▸ GIVEN PASSAGE:
If introducing coverage tooling is in scope for your task, the natural first step is `cargo-llvm-cov` wired into a separate CI job, and a per-crate threshold rather than a global one.
## Before-every-task checklist
When you pick up any change, walk through this:
1. **Find the existing tests covering this area.** Use the table above; for engine work, start with `crates/omnigraph/tests/<area>.rs`. Open the file and read what's already exercised.
2. **Run them locally before editing.** `cargo test --workspace --locked` for the broad pass; `-p <crate> --test <file>` for a focused loop. Confirm a clean baseline.
3. **Plan the new test up front.** Decide which test file the new case belongs in (extend an existing one if it owns the area; only add a new file if you're opening a new area).
4. **Use the helpers.** `init_and_load()`, fixture files, the CLI `support` harness — re-use them. Don't bootstrap a fresh repo by hand if a helper exists.

Saved entries
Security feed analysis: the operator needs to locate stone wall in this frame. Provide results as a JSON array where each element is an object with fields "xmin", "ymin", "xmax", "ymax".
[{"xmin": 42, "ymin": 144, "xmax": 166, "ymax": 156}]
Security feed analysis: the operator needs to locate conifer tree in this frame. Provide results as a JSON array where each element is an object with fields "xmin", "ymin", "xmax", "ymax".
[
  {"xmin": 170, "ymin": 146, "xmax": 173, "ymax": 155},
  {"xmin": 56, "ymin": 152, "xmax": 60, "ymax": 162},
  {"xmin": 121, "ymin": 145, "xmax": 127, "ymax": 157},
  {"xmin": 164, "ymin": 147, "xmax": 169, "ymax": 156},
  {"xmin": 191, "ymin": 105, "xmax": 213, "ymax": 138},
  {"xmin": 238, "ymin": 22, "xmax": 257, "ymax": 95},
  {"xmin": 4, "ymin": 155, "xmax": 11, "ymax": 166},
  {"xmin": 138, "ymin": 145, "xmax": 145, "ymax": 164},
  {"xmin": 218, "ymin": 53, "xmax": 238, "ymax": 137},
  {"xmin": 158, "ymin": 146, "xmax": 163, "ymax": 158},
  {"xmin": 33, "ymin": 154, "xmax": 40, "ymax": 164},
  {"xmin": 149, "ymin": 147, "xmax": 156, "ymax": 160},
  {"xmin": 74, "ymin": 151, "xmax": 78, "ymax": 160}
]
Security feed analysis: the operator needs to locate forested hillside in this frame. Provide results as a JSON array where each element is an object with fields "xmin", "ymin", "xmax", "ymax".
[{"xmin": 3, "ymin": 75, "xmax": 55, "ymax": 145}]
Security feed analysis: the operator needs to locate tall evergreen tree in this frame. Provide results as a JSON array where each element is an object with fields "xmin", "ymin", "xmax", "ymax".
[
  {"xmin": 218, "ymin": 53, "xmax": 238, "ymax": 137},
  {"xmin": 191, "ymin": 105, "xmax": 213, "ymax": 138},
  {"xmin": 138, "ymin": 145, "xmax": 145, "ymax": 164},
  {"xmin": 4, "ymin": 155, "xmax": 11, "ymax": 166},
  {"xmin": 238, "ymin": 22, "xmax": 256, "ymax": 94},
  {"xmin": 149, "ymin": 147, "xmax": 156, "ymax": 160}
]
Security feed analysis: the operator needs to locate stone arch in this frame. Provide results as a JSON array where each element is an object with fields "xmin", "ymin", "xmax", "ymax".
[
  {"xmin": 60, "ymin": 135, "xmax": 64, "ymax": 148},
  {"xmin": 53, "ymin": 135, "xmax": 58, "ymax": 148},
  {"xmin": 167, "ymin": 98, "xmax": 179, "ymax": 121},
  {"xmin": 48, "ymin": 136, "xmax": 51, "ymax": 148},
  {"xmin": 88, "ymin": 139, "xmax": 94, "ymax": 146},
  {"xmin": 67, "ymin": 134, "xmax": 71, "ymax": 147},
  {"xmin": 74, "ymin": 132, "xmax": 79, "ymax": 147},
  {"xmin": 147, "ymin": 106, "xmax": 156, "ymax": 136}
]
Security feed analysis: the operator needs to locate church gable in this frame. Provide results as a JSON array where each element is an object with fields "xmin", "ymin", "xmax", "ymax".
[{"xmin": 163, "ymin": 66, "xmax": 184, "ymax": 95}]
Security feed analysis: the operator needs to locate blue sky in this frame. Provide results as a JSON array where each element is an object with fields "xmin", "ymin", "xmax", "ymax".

▸ ACTIVITY LIST:
- a) In the testing checklist, what command does it give for the broad local test pass?
- b) Continue the testing checklist from its last numbered item, in the same format and tone.

▸ RESULTS OF THE TASKS:
- a) `cargo test --workspace --locked`

- b)
5. **Mind the boundary.** Per [docs/invariants.md §VII.33](invariants.md), test at the layer the change lives at — planner-level changes deserve planner-level tests, not just end-to-end.
6. **For substrate-touching changes** (Lance behavior), reach for `failpoints` or fixture-driven scenarios, not stubbed-out mocks.
7. **For server / API changes**, confirm the OpenAPI regeneration happens in `openapi.rs` and that the diff lands in `openapi.json`.
When in doubt, re-read [docs/invariants.md §VII](invariants.md) — quality gates apply to every change.